◆ **Task 1**:
According to the article on campus debates, at which university was Charlie Kirk shot?
◆ **Task 2**:
Output everything in the article on campus debates from "In the quest" down to "tyrants and autocrats.", unchanged.

Forum
Campus debates and the death of American dialogue

Manuel Lopez | Staff Illustrator
On Sept. 10, 2025, the United States may have witnessed the bleakest instance of political violence in the 21st century. Charlie Kirk, founder of the conservative activism group Turning Point USA (TPUSA), was shot and killed at Utah Valley University. While debating a student on the issue of transgender mass shooters at the event with around 3,000 students, Kirk was shot in the neck and pronounced dead later that afternoon.
This act of political violence is a grotesque stain on our democratic system that demands unambiguous, bipartisan condemnation. Yet, the tragedy forces us to ask the question: do these open forums for debate on college campuses, widely championed by Kirk and other conservatives, provide an adequate stage for civil political discussion? To me, and many others, it seems more like a political spectacle. We cannot allow performative politics to obscure the truth while searching for civic unity.
Videos of Charlie Kirk interacting with students from both sides of the political spectrum, and similar interactions with other political personalities, pervade social media, particularly on platforms like Instagram and TikTok. Stop to watch a video of Kirk and you’ll see virtually the same scene unfold every time: Kirk seated under his tent, arms crossed, looking out to his challenger encircled by a sea of MAGA-hat-wearing students. The challenger will ask something along the lines of, “How do you respond to the ethnic cleansing of Palestinians?” and Kirk will retort, “Do you think Israel has the right to exist?”
“Why do you think abortion should be legal?”
“Do you think murder should be legal?”
“How can you justify Second Amendment rights when gun violence is endemic in America?”
“Well, how many of those gun deaths were the result of gang-related violence?”
There are many instances where Kirk, calculatedly, twists the challenger’s question into a whole different political or moral puzzle, evading the question at hand. Then, having cornered his challenger in a rhetorical dead-end of his own making, Kirk’s loyalist crowd erupts into a roaring jeer, declaring victory. This isn’t proactive dialogue, it’s public humiliation — modern-day tarring and feathering.
Likewise, some of Kirk’s opponents have not shown the respect they demand from him either. In one instance, a megaphone-wielding provocateur interrupted Kirk’s discussion, forced himself to the center of the crowd, and repeatedly branded Kirk an agitator and liar. During a debate about abortion on the YouTube channel Jubilee — a channel that often hosts debates on a variety of issues — one of the interlocutors caustically remarked, “His smile is creepy.” How did Kirk’s opponents expect him to converse with unadulterated decorum when they themselves did not practice what they preached?
In the quest for a broadened perspective, we cannot treat dialogue like a boxing match. Otherwise, each opponent, after taking a brutal hit, will return to their corners, itching to hit harder in the next round. And if one boxer knocks the other out, the defeated boxer doesn’t immediately yield to the victor, but instead leaves the ring with burning resentment. Democratic ideals have never called for the subjugation of our enemy’s view and the exaltation of our own; to do so would be to debase ourselves to the level of tyrants and autocrats.

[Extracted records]

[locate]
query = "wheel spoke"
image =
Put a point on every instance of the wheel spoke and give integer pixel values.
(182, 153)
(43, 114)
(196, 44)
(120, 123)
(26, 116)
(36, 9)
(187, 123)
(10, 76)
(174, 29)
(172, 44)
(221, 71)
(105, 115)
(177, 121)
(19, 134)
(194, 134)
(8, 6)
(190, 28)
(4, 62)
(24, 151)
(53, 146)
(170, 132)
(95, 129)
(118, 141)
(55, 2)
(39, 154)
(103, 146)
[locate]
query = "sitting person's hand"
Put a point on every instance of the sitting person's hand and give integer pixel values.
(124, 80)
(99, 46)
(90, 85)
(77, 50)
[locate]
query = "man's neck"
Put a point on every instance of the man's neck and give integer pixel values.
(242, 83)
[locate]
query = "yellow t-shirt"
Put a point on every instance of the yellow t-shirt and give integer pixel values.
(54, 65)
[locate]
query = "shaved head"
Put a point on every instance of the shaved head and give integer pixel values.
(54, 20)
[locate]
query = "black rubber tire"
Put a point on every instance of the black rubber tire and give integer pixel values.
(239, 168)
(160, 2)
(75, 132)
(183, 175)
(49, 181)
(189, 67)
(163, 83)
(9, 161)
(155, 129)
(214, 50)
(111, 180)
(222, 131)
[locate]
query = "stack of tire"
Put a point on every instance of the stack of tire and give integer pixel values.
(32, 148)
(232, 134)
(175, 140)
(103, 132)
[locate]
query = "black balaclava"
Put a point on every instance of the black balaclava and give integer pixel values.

◆ **Response 1**:
Utah Valley University

◆ **Response 2**:
In the quest for a broadened perspective, we cannot treat dialogue like a boxing match. Otherwise, each opponent, after taking a brutal hit, will return to their corners, itching to hit harder in the next round. And if one boxer knocks the other out, the defeated boxer doesn’t immediately yield to the victor, but instead leaves the ring with burning resentment. Democratic ideals have never called for the subjugation of our enemy’s view and the exaltation of our own; to do so would be to debase ourselves to the level of tyrants and autocrats.